Testo fornito:
====

Vera Gheno è una traduttrice e sociolinguista specializzata in comunicazione digitale. Insegna all’Università di Firenze, collabora con la casa editrice Zanichelli, scrive valanghe di post e di libri illuminanti. Qui ci parla della potenza delle parole e dell’importanza del silenzio, di «Femminili Singolari» e di impacchi all’henné.

«Ognuno di noi è le parole che sceglie: conoscerne il significato e saperle usare nel modo giusto e al momento giusto ci dà un potere enorme, forse il più grande di tutti.»
Rubo le parole dalla quarta di copertina del tuo ultimo libro, «Potere alle parole», per chiederti: Come si selezionano le parole adatte a raccontare le cose?

Io mi affido a tre coordinate, se così vogliamo chiamarle: il contesto, gli interlocutori e l’intenzione comunicativa. Sono le domande che mi faccio tutte le volte che devo usare le parole, e mi aiutano a non sbagliare parole - o meglio, riducono la possibilità di fare errori gravi. Dopodiché non mi illudo che esista un modo ideale di comunicare, ma almeno ci provo.

====

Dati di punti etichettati
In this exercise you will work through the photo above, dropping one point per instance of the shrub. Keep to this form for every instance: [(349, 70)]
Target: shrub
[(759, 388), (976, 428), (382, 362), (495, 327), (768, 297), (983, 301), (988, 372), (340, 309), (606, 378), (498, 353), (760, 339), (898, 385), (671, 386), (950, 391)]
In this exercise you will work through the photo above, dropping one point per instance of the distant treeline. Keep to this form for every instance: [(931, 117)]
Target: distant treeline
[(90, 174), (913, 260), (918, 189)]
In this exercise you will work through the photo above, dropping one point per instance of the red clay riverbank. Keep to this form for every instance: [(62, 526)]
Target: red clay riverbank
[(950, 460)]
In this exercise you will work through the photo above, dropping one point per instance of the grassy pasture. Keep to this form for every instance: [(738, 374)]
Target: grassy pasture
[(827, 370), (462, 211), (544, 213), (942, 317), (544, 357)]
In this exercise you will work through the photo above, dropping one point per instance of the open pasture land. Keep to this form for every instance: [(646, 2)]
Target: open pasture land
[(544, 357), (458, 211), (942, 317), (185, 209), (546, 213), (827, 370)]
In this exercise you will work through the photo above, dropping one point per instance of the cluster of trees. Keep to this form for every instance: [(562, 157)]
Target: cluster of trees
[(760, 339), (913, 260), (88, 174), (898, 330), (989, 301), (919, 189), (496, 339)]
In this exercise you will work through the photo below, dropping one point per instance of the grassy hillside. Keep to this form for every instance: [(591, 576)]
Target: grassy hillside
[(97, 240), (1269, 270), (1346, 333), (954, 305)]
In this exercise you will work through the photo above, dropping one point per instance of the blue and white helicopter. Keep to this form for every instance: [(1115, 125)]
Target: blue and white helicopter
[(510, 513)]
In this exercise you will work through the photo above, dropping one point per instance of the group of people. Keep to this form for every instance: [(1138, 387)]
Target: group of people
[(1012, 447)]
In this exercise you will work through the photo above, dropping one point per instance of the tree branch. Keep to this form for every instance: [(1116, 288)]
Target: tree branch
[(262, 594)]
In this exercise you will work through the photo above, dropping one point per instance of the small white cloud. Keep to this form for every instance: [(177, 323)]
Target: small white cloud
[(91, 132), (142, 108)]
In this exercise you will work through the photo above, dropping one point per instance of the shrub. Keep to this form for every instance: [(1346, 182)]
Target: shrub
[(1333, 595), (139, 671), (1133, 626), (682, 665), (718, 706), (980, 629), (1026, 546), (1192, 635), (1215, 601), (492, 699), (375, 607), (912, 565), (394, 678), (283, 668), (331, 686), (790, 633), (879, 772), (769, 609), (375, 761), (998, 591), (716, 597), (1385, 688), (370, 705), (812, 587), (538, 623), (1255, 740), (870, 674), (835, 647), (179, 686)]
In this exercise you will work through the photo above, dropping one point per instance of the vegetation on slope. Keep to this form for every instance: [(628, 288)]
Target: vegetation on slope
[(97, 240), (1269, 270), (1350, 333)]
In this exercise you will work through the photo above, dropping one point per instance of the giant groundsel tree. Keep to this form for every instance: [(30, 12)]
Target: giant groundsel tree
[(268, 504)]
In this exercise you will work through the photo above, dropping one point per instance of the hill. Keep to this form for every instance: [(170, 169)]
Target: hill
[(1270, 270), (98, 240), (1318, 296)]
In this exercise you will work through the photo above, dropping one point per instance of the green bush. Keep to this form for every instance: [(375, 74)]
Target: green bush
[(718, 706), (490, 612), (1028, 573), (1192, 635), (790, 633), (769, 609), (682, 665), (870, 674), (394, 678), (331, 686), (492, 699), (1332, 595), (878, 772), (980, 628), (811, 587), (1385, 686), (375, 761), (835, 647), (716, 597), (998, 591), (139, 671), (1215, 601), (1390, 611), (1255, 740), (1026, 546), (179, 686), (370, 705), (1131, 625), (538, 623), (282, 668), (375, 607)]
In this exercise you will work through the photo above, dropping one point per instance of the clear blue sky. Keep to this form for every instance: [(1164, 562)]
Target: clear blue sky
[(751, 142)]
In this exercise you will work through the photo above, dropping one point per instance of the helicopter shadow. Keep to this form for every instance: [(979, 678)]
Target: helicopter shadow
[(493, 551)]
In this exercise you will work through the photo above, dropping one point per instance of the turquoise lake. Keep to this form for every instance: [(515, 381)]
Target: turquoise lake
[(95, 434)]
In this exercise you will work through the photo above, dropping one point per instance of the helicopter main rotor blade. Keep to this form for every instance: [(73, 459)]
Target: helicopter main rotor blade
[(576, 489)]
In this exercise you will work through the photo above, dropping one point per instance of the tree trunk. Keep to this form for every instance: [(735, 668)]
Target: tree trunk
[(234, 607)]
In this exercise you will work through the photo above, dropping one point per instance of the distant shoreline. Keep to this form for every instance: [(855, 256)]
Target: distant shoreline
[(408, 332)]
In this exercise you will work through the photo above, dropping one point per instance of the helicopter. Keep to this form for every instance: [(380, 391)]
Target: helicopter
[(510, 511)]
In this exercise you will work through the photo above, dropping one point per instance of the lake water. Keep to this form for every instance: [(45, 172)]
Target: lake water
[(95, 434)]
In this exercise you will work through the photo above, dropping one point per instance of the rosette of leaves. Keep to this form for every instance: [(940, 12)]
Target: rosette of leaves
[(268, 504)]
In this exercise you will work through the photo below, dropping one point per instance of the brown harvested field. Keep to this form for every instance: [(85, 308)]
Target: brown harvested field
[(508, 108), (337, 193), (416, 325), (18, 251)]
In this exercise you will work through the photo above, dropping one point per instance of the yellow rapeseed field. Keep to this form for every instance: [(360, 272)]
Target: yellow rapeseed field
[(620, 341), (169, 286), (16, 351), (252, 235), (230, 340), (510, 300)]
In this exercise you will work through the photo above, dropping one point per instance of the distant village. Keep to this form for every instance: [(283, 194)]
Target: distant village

====

Compito 1: Nell'intervista a Vera Gheno, quali sono le tre coordinate a cui lei si affida per scegliere le parole?
Compito 2: Cita dall'intervista a Vera Gheno tutto il brano che va da "Rubo le parole" fino a "raccontare le cose?".
Compito 3: Scrivi il seguito dell'intervista a Vera Gheno, partendo dopo l'ultima frase riportata.
I dati non hanno alcun rapporto con l'intervista a Vera Gheno.

Risposta 1: Il contesto, gli interlocutori e l'intenzione comunicativa.

Risposta 2:
Rubo le parole dalla quarta di copertina del tuo ultimo libro, «Potere alle parole», per chiederti: Come si selezionano le parole adatte a raccontare le cose?

Risposta 3:
Ricordi il momento in cui hai trovato le parole giuste per descriverti?

Mica l’ho trovato! Diciamo che a un certo punto mi sono detta: «Ok, posso dirmi sociolinguista», e questo aver trovato un’etichetta professionale mi ha aiutata a “centrarmi”. Ma sono in perenne ricerca, come credo la maggior parte di noi. Il nickname “A wandering sociolinguist”, la sociolinguista errante, in fondo fa riferimento anche a una mia condizione esistenziale, a tutt’oggi abbastanza irrisolta (ma non infelice, alla fin fine).

Come sta la lingua italiana oggi?

Diceva Tullio De Mauro che l’italiano non è mai stato meglio. In fondo, quando mai è stato parlato da così tante persone e usato per scopi così differenti? Sono d’accordo con lui, e con il fatto che casomai la nostra sensazione che l’italiano stia male è legata al fatto che oggi, molto più di una volta, il discorso pubblico non è riservato solo alle persone in grado di comunicare bene, ma abbiamo tutti acquisito una sorta di megafono. Hanno visibilità livelli di uso della lingua che prima rimanevano per lo più nascosti. Poi, ovviamente, De Mauro aggiungeva che l’italiano sta bene, sì, ma un po’ meno gli italiani (da un punto di vista culturale). E su questo ultimo punto dovremmo lavorare…

Fantastico! appaga l’esigenza di sfuggire dalle sgrammaticature e dalle narrazioni imbruttite presenti sui social. Tu, quindi, sei la nostra dea, la nostra Sailor sociolinguista. Come combatti la guerra alle sgrammaticature?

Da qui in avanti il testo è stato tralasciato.